__WHAT IS NEEDED__. Exactly reproduce each line of the listing that follows.
* START GIVEN ENTRIES *
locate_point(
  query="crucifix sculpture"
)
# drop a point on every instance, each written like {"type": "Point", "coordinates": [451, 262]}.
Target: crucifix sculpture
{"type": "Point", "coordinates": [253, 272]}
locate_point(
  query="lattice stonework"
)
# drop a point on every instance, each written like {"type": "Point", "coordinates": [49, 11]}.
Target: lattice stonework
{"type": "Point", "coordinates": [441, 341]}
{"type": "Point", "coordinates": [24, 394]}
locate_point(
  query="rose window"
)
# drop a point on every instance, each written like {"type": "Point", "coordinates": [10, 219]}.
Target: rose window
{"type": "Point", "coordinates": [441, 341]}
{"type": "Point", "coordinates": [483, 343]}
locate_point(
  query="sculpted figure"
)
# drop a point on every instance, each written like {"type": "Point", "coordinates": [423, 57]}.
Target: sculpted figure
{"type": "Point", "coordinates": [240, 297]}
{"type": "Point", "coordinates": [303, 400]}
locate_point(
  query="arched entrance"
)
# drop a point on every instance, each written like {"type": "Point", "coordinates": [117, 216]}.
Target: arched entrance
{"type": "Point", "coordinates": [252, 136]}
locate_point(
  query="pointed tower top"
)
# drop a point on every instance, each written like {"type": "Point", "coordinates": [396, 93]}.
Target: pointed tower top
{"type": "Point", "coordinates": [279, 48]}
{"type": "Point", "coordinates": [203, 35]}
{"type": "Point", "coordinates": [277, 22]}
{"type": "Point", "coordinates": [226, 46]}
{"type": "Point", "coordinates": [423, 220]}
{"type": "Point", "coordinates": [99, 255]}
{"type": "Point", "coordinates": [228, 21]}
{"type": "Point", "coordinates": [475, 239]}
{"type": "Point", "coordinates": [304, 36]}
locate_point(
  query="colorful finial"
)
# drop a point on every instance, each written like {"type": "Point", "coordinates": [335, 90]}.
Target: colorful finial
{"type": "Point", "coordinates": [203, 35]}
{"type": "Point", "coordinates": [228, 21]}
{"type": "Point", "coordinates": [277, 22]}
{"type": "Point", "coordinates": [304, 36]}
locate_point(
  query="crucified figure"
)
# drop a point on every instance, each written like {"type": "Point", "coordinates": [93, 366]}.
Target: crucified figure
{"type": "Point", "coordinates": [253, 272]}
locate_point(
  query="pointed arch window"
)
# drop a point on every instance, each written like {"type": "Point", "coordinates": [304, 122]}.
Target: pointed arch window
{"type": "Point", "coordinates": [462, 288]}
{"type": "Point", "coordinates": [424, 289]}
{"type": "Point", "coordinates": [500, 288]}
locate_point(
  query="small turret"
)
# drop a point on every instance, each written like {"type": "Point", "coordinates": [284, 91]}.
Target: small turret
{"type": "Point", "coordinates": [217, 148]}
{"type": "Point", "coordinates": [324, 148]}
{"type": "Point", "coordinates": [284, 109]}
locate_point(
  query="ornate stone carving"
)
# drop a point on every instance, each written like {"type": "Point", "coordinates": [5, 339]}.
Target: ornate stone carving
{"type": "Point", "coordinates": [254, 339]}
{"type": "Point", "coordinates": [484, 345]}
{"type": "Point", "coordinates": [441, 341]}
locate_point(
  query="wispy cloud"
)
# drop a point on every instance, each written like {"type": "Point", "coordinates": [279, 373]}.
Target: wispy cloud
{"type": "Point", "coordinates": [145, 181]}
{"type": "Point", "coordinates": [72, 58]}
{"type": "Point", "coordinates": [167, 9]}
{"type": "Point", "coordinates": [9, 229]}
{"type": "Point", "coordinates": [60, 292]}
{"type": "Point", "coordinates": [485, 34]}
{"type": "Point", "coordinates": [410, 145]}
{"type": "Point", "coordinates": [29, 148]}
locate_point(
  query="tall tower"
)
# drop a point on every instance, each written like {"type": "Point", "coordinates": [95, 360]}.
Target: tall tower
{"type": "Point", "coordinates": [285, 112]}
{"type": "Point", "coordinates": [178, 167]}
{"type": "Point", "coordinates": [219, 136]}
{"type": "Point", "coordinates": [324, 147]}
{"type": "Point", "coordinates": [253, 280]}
* END GIVEN ENTRIES *
__TASK RESPONSE__.
locate_point(
  query="crucifix sculpture"
)
# drop a point on every instance, each written like {"type": "Point", "coordinates": [451, 262]}.
Target: crucifix sculpture
{"type": "Point", "coordinates": [253, 272]}
locate_point(
  query="lattice stonework"
)
# drop a point on every instance, each written like {"type": "Point", "coordinates": [49, 11]}.
Target: lattice stonework
{"type": "Point", "coordinates": [441, 341]}
{"type": "Point", "coordinates": [24, 394]}
locate_point(
  query="rose window"
)
# drop a point on every instance, each written like {"type": "Point", "coordinates": [10, 219]}.
Target: rose window
{"type": "Point", "coordinates": [441, 341]}
{"type": "Point", "coordinates": [483, 343]}
locate_point(
  query="sculpted figure"
)
# drop a point on every instance, each written like {"type": "Point", "coordinates": [423, 57]}.
Target: sculpted figure
{"type": "Point", "coordinates": [240, 297]}
{"type": "Point", "coordinates": [303, 400]}
locate_point(
  query="arched entrance"
)
# drop a point on every instance, each written like {"type": "Point", "coordinates": [117, 216]}.
Target: arched entrance
{"type": "Point", "coordinates": [252, 136]}
locate_point(
  query="pointed tower top"
)
# drop a point on every instance, each written like {"type": "Point", "coordinates": [396, 93]}.
Target: pointed tower top
{"type": "Point", "coordinates": [279, 48]}
{"type": "Point", "coordinates": [203, 35]}
{"type": "Point", "coordinates": [277, 22]}
{"type": "Point", "coordinates": [226, 46]}
{"type": "Point", "coordinates": [423, 220]}
{"type": "Point", "coordinates": [99, 255]}
{"type": "Point", "coordinates": [228, 21]}
{"type": "Point", "coordinates": [475, 239]}
{"type": "Point", "coordinates": [304, 36]}
locate_point(
  query="colorful finial"
)
# drop a point on every instance, each written like {"type": "Point", "coordinates": [335, 90]}.
Target: colorful finial
{"type": "Point", "coordinates": [203, 35]}
{"type": "Point", "coordinates": [228, 21]}
{"type": "Point", "coordinates": [277, 22]}
{"type": "Point", "coordinates": [304, 36]}
locate_point(
  query="crucified figure"
)
# drop a point on every instance, each written like {"type": "Point", "coordinates": [93, 366]}.
Target: crucified figure
{"type": "Point", "coordinates": [253, 272]}
locate_point(
  query="pointed arch window"
)
# drop a point on every instance, each written like {"type": "Point", "coordinates": [304, 122]}.
Target: pointed arch window
{"type": "Point", "coordinates": [462, 288]}
{"type": "Point", "coordinates": [424, 289]}
{"type": "Point", "coordinates": [500, 288]}
locate_point(
  query="small turret"
)
# drop a point on every instance, each written like {"type": "Point", "coordinates": [284, 91]}.
Target: small turret
{"type": "Point", "coordinates": [217, 148]}
{"type": "Point", "coordinates": [324, 148]}
{"type": "Point", "coordinates": [284, 109]}
locate_point(
  query="ornate stone carving"
)
# drop a point on every instance, each written like {"type": "Point", "coordinates": [5, 339]}.
Target: ornate stone carving
{"type": "Point", "coordinates": [254, 339]}
{"type": "Point", "coordinates": [484, 345]}
{"type": "Point", "coordinates": [441, 341]}
locate_point(
  query="wispy cloud"
)
# drop a point on every instance, each written like {"type": "Point", "coordinates": [279, 373]}.
Target: wispy cloud
{"type": "Point", "coordinates": [145, 181]}
{"type": "Point", "coordinates": [72, 58]}
{"type": "Point", "coordinates": [167, 9]}
{"type": "Point", "coordinates": [9, 229]}
{"type": "Point", "coordinates": [60, 292]}
{"type": "Point", "coordinates": [485, 34]}
{"type": "Point", "coordinates": [410, 145]}
{"type": "Point", "coordinates": [29, 148]}
locate_point(
  query="tall tower"
)
# drop a point on every instance, each written like {"type": "Point", "coordinates": [95, 360]}.
Target: tall tower
{"type": "Point", "coordinates": [285, 112]}
{"type": "Point", "coordinates": [178, 167]}
{"type": "Point", "coordinates": [219, 136]}
{"type": "Point", "coordinates": [324, 147]}
{"type": "Point", "coordinates": [253, 280]}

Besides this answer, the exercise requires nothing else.